課題 1>
後に示すリストのうち、「box every trichile」を含む行からリストの最終行までを、空行を除いて番号付きで並べること。

原文>
----------

白い建物と青いドームの絶景で世界中の人々を魅了するサントリーニ島。しかし、実際に足を運んだ多くの観光客が「思っていたのと違った…」と後悔しているのをご存知でしょうか。私も初回訪問時は期待と現実のギャップに戸惑いました。今回は、そんな失敗談を交えながら、サントリーニ島観光の真実とコツをお伝えします。
写真と現実、こんなに違うの?
まず最初の衝撃は、あの有名な青いドームの教会が想像より小さいということ。Instagram で見慣れた絶景ポイントは、実際には観光客でごった返しているのが現実です。特に夕方のイアの街は、サンセットを狙うカメラマンと観光客で身動きが取れないほど。

----------

課題 2>
サントリーニ島の記事について、次の問いに答えること。
(a) 実際に訪れた多くの観光客は、どんな言葉を口にして後悔しているか。
(b) 最初の衝撃として挙げられているのは何か。
(c) 夕方のイアの街は、誰で身動きが取れないほど混んでいるか。

----------

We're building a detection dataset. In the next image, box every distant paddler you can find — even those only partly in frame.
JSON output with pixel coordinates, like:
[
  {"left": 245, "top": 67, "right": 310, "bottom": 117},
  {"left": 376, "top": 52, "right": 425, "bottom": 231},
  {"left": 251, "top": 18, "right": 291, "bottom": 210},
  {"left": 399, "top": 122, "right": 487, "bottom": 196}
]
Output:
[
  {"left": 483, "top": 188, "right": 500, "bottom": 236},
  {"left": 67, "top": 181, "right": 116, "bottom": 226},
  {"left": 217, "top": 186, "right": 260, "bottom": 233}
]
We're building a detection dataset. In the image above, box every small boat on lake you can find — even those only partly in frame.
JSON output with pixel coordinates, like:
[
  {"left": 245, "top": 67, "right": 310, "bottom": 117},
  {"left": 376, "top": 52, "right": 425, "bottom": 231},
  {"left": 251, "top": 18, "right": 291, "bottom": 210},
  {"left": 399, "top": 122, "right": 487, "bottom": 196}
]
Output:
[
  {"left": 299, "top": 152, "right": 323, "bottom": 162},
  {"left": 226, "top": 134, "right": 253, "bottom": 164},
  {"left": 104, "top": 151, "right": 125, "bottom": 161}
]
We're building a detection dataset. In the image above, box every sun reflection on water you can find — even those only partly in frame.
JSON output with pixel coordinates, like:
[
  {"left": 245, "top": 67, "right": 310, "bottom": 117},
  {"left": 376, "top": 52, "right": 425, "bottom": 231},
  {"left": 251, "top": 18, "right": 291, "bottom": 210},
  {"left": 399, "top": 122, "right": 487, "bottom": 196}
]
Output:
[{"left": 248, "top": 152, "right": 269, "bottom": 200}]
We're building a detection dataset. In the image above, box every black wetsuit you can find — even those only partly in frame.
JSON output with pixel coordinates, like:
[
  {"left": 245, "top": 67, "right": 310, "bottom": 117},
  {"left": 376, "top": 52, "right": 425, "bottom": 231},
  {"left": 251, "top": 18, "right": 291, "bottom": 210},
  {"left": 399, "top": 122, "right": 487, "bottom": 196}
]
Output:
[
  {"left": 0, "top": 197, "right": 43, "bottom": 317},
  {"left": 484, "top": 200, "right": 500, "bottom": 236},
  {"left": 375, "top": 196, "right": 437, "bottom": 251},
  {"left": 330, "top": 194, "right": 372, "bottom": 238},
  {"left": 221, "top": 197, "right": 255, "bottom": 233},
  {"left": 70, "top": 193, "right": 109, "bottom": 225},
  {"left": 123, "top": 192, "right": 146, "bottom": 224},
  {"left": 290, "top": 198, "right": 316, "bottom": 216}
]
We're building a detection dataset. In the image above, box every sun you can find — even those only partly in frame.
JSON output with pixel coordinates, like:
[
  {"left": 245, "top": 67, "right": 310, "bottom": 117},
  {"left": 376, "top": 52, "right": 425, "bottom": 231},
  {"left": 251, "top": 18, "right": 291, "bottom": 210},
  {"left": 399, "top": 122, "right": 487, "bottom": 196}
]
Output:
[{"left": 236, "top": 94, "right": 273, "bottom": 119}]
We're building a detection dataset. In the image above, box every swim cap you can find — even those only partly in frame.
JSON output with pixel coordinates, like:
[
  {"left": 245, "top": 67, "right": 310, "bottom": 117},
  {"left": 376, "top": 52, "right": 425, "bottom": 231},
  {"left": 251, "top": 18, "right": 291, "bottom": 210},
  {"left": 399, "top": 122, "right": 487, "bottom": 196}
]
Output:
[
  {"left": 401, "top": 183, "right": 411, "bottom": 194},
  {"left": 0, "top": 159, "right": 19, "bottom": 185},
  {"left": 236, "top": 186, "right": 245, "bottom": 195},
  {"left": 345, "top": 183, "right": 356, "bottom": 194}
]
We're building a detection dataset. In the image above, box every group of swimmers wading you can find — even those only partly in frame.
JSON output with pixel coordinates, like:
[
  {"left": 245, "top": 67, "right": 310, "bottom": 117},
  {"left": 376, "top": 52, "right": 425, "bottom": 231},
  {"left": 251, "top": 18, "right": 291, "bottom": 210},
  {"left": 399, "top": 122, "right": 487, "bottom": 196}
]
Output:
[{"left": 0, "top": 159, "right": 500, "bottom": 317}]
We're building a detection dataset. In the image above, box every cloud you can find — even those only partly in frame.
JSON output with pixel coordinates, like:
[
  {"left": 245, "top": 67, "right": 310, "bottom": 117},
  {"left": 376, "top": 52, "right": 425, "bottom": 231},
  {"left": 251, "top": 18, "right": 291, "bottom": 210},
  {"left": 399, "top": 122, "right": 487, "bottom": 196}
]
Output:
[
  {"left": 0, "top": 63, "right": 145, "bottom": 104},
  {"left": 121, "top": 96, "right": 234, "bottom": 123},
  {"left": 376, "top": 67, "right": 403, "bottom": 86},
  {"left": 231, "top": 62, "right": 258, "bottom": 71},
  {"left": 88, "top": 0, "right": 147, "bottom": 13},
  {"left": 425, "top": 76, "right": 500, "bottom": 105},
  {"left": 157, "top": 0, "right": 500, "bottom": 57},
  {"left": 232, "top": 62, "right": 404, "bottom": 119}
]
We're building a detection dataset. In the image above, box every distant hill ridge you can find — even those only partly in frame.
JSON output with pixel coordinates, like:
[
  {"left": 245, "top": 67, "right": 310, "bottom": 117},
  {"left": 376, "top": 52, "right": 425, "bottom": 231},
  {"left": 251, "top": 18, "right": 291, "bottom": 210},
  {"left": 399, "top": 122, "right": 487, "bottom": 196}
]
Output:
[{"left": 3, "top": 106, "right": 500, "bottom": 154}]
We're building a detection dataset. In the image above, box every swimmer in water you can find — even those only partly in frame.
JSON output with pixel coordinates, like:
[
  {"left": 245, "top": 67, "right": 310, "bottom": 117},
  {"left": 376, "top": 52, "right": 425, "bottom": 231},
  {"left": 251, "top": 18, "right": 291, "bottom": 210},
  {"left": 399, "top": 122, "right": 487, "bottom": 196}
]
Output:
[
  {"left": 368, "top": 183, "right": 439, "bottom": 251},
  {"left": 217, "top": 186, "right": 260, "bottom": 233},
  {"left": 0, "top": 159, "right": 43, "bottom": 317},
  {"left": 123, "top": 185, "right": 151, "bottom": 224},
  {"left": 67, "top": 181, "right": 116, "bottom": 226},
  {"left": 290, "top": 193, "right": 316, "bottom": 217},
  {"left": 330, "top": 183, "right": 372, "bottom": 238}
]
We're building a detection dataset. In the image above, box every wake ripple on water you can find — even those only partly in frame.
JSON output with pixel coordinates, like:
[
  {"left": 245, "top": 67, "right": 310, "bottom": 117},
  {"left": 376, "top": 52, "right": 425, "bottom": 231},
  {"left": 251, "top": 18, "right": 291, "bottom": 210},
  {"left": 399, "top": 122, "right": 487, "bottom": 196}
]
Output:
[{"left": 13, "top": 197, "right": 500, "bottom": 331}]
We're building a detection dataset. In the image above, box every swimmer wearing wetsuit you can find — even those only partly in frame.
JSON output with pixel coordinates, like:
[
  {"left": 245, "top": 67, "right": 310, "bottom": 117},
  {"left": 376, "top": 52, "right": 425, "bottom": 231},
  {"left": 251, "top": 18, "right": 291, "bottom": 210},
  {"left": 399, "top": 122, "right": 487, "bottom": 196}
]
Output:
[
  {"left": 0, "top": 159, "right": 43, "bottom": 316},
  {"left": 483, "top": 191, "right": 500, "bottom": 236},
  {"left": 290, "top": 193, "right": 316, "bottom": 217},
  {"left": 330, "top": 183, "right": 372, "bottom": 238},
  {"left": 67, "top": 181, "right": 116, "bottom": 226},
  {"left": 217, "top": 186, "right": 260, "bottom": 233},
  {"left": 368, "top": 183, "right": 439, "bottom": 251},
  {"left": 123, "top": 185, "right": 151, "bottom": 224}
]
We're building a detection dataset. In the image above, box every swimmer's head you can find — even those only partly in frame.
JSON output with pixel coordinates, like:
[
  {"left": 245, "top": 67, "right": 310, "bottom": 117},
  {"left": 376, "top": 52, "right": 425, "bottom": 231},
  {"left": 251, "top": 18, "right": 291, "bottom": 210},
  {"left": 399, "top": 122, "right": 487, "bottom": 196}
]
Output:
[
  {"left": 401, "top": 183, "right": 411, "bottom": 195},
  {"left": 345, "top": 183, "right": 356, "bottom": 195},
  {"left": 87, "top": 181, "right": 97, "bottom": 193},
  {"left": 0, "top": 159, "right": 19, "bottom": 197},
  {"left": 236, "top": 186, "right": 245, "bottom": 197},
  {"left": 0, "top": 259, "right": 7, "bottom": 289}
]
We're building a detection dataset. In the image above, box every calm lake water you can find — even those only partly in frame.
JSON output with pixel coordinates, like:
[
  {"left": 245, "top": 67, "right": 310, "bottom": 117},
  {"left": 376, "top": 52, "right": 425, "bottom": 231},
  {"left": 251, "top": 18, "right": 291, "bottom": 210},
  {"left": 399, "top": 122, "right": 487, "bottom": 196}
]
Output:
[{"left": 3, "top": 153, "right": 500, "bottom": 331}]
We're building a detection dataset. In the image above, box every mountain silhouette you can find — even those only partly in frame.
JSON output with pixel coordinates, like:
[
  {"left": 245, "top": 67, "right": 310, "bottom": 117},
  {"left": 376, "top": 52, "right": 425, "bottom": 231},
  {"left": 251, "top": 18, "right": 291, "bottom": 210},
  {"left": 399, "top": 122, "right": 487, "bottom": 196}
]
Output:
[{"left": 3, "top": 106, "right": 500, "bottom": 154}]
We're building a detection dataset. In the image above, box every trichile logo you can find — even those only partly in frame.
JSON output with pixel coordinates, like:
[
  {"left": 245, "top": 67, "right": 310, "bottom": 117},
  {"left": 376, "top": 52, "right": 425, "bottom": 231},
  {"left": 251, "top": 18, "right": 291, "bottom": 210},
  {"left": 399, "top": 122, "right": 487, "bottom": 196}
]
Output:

----------

解答 1>
1. We're building a detection dataset. In the image above, box every trichile logo you can find — even those only partly in frame.
2. JSON output with pixel coordinates, like:
3. [
4.   {"left": 245, "top": 67, "right": 310, "bottom": 117},
5.   {"left": 376, "top": 52, "right": 425, "bottom": 231},
6.   {"left": 251, "top": 18, "right": 291, "bottom": 210},
7.   {"left": 399, "top": 122, "right": 487, "bottom": 196}
8. ]
9. Output:

解答 2>
(a) 「思っていたのと違った…」
(b) 有名な青いドームの教会が想像より小さいこと。
(c) サンセットを狙うカメラマンと観光客。